### Passage provided
━━━

The provision for income taxes consists of provisions for federal, state, and foreign income taxes. We operate in an international environment; accordingly, the consolidated effective tax rate is a composite rate reflecting the earnings in various locations and the applicable tax rates. Additionally, the calculation of the percentage point impact of U.S. Tax Reform, tax exempt income, and other items on the effective tax rate shown in the table above are affected by income/(loss) before income taxes. Fluctuations in the amount of income generated across locations around the world could impact comparability of reconciling items between periods. Additionally, small movements in tax rates due to a change in tax law or a change in tax rates that causes us to revalue our deferred tax balances produces volatility in our effective tax rate.
The 2018 effective tax rate was lower, primarily due to a decrease in the U.S. federal statutory rate, non-deductible items (including goodwill impairments, nonmonetary currency devaluation losses, and the wind-up of non-U.S. pension plans), the impact of the federal tax on GILTI, and the revaluation of our deferred tax balances due to changes in state tax laws following U.S. Tax Reform, which were partially offset by the benefit from intangible asset impairment losses in the fourth quarter of 2018. See Note 10, Goodwill and Intangible Assets, for additional information related to our impairment losses in the fourth quarter of 2018.
The tax provision for the 2017 tax year benefited from U.S. Tax Reform enacted on December 22, 2017. The related income tax benefit of 129.0% in 2017 primarily reflects adjustments to our deferred tax positions for the lower federal income tax rate, partially offset by our provision for the one-time toll charge.
The tax provision for the 2016 tax year included a benefit related to the tax effect of statutory tax rate changes, including a benefit related to the impact on deferred taxes of a 10-basis-point reduction in the state tax rate and a 100-basis-point statutory rate reduction in the United Kingdom.
Deferred Income Tax Assets and Liabilities:
The tax effects of temporary differences and carryforwards that gave rise to deferred income tax assets and liabilities consisted of the following (in millions):
 
 
 
As Restated
 
December 29, 2018
 
December 30, 2017
Deferred income tax liabilities:
 
 
 
Intangible assets, net
$
11,571

 
$
13,567

Property, plant and equipment, net
735

 
676

Other
410

 
288

Deferred income tax liabilities
12,716

 
14,531

Deferred income tax assets:
 
 
 
Benefit plans
(172
)
 
(212
)
Other
(470
)
 
(422
)
Deferred income tax assets
(642
)
 
(634
)
Valuation allowance
81

 
80

Net deferred income tax liabilities
$
12,155

 
$
13,977


At December 29, 2018, deferred income tax liabilities excluded amounts classified as held for sale. See Note 5, Acquisitions and Divestitures, for additional information.
The decrease in deferred tax liabilities from December 30, 2017 to December 29, 2018 was primarily driven by intangible asset impairment losses recorded in the fourth quarter of 2018. See Note 10, Goodwill and Intangible Assets, for additional information.

━━━

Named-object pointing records
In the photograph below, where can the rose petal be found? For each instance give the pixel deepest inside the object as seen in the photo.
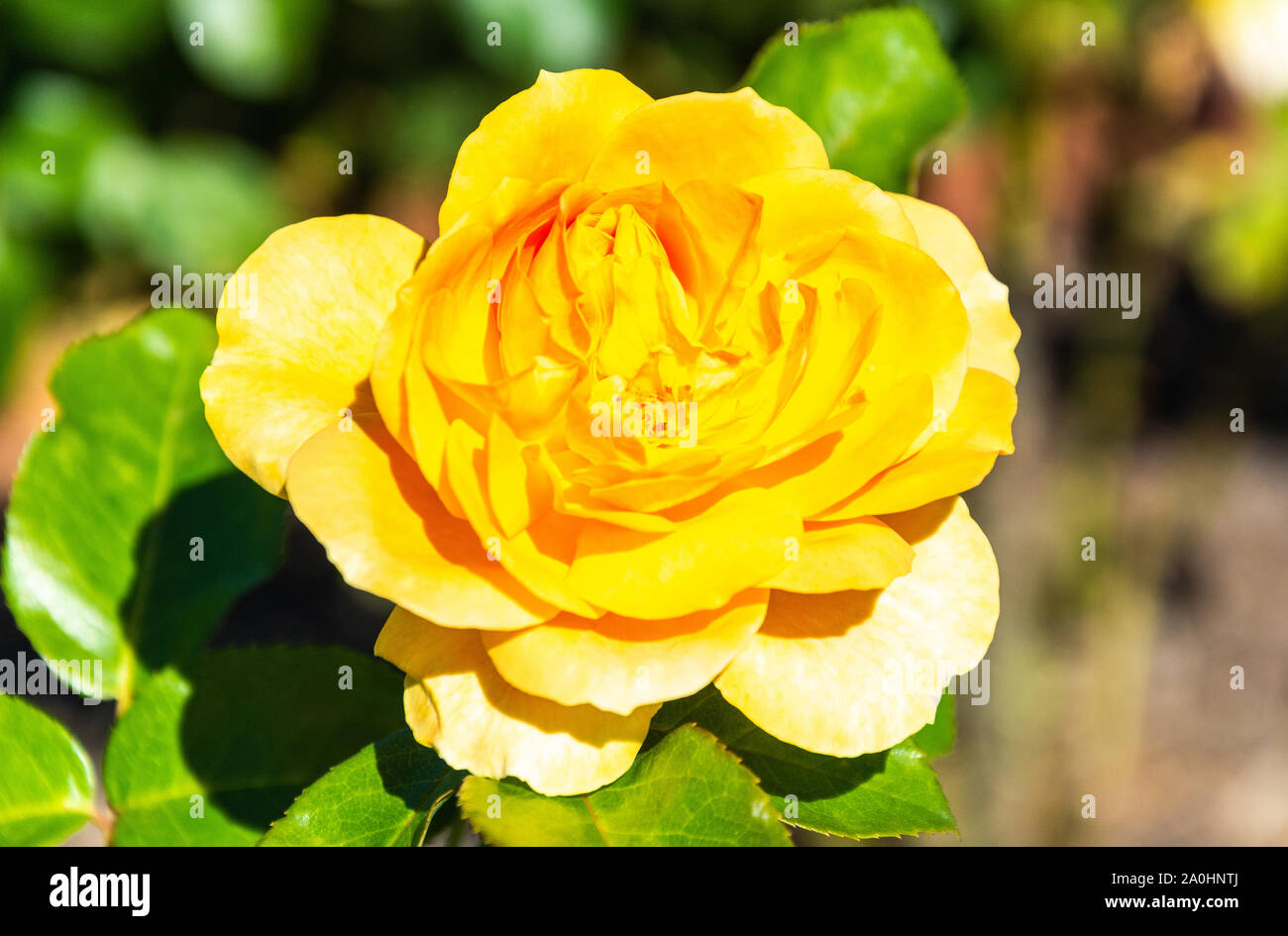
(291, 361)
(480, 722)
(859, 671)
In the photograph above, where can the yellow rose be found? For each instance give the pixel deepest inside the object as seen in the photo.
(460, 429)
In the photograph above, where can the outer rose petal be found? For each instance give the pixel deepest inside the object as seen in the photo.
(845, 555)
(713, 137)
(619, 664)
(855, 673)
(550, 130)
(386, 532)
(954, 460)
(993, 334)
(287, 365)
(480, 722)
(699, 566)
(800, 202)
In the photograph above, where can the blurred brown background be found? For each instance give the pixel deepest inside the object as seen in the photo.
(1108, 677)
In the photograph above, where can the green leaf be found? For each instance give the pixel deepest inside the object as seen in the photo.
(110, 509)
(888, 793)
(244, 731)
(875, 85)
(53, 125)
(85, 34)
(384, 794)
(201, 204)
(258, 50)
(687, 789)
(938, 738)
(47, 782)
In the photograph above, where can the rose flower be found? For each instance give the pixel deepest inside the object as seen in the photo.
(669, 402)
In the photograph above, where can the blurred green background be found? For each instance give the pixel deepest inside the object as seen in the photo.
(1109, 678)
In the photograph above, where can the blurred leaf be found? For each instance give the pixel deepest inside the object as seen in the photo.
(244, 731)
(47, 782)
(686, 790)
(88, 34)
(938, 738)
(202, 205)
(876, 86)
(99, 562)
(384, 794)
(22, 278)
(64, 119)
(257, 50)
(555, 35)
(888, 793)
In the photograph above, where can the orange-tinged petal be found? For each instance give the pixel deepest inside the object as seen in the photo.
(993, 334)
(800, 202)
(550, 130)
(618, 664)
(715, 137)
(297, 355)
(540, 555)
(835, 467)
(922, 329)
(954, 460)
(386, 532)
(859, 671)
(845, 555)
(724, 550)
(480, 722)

━━━

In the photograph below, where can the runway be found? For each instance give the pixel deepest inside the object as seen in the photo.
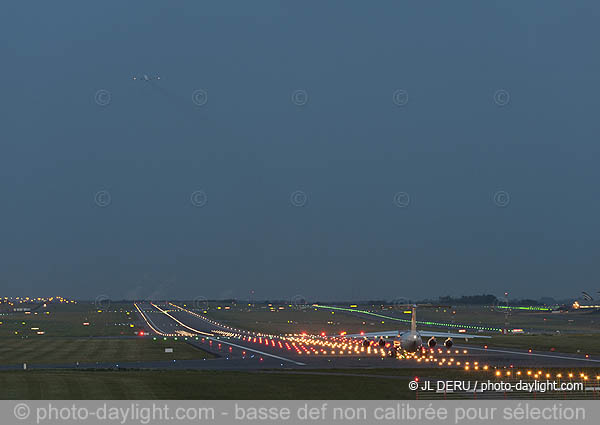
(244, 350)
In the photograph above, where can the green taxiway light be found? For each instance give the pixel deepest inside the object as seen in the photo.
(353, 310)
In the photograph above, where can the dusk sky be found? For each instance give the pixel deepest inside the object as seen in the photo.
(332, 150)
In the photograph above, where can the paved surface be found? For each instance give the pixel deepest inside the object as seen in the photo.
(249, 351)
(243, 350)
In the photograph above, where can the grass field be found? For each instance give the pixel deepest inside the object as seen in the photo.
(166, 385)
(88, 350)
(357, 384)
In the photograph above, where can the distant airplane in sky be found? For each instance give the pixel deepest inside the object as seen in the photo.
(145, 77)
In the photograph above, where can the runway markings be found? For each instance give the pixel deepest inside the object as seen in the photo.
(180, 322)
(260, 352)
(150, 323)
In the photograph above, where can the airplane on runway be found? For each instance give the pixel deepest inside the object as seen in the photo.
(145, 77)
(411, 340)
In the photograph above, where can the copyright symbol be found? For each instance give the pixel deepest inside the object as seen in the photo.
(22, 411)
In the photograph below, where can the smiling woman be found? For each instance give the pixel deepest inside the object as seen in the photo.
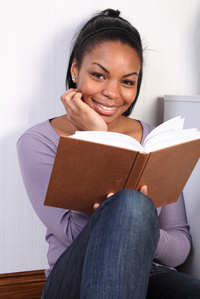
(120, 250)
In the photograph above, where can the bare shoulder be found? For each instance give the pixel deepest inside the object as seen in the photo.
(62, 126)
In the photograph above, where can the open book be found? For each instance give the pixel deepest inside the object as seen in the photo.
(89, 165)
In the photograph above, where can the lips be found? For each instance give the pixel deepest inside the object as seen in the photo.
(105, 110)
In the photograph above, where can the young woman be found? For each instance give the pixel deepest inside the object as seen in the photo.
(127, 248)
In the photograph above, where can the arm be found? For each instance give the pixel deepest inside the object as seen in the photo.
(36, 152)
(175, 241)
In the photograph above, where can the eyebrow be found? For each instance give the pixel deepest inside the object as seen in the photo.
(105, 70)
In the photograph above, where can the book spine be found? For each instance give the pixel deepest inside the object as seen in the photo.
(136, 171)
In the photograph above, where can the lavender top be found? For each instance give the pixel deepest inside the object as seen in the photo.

━━━

### Given exercise 1
In the income tax note, transcribe the passage from "Net deferred income" to "Assets, for additional information.".
### Given exercise 2
List the line items shown under "Deferred income tax liabilities:" in the income tax note's table, leaving out the total.

### Correct answer 1
Net deferred income tax liabilities
$
12,155

 
$
13,977


At December 29, 2018, deferred income tax liabilities excluded amounts classified as held for sale. See Note 5, Acquisitions and Divestitures, for additional information.
The decrease in deferred tax liabilities from December 30, 2017 to December 29, 2018 was primarily driven by intangible asset impairment losses recorded in the fourth quarter of 2018. See Note 10, Goodwill and Intangible Assets, for additional information.

### Correct answer 2
Intangible assets, net
Property, plant and equipment, net
Other